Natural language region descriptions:
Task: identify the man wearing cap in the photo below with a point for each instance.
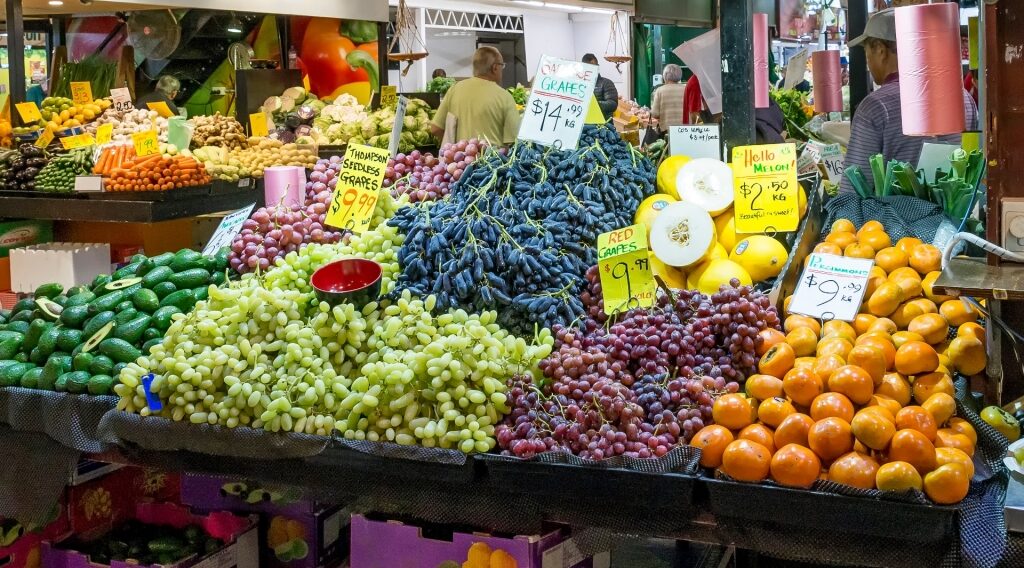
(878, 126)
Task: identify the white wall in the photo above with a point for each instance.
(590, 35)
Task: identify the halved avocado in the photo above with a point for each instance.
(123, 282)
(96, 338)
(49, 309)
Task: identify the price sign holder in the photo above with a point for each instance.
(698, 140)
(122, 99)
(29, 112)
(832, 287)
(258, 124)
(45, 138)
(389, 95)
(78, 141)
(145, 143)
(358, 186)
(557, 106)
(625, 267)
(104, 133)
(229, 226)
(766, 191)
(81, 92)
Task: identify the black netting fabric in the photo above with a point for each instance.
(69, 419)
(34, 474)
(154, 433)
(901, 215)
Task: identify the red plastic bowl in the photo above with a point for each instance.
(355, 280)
--
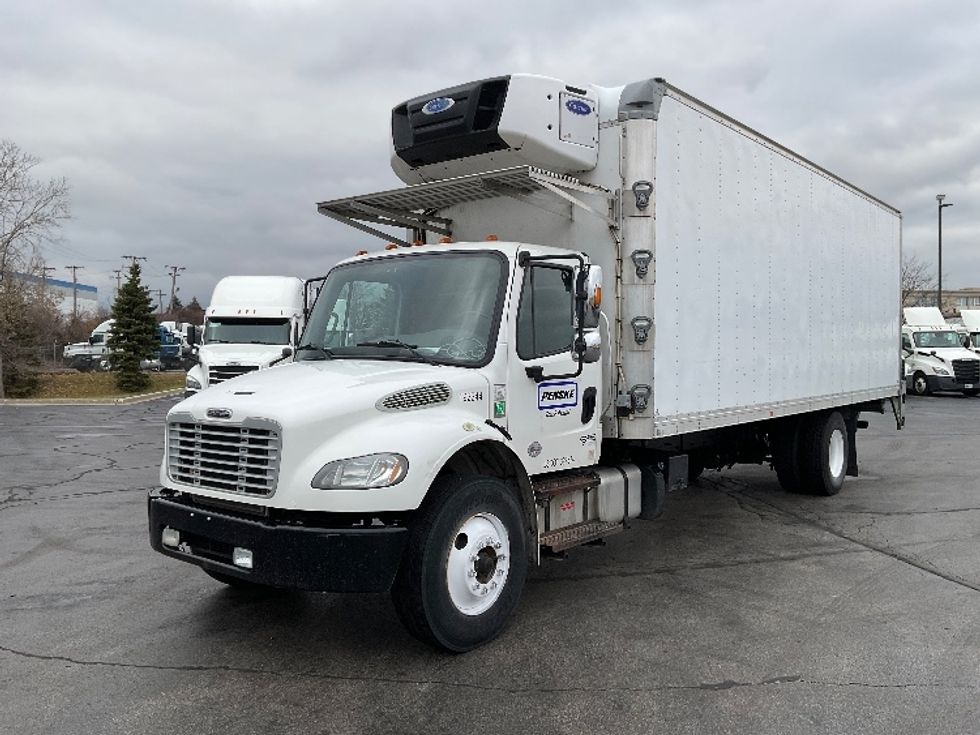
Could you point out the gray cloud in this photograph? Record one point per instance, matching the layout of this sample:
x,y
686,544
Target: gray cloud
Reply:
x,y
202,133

### Action item
For the word "cloud", please say how many lines in the entries hold it, with only the number as the reply.

### Problem solution
2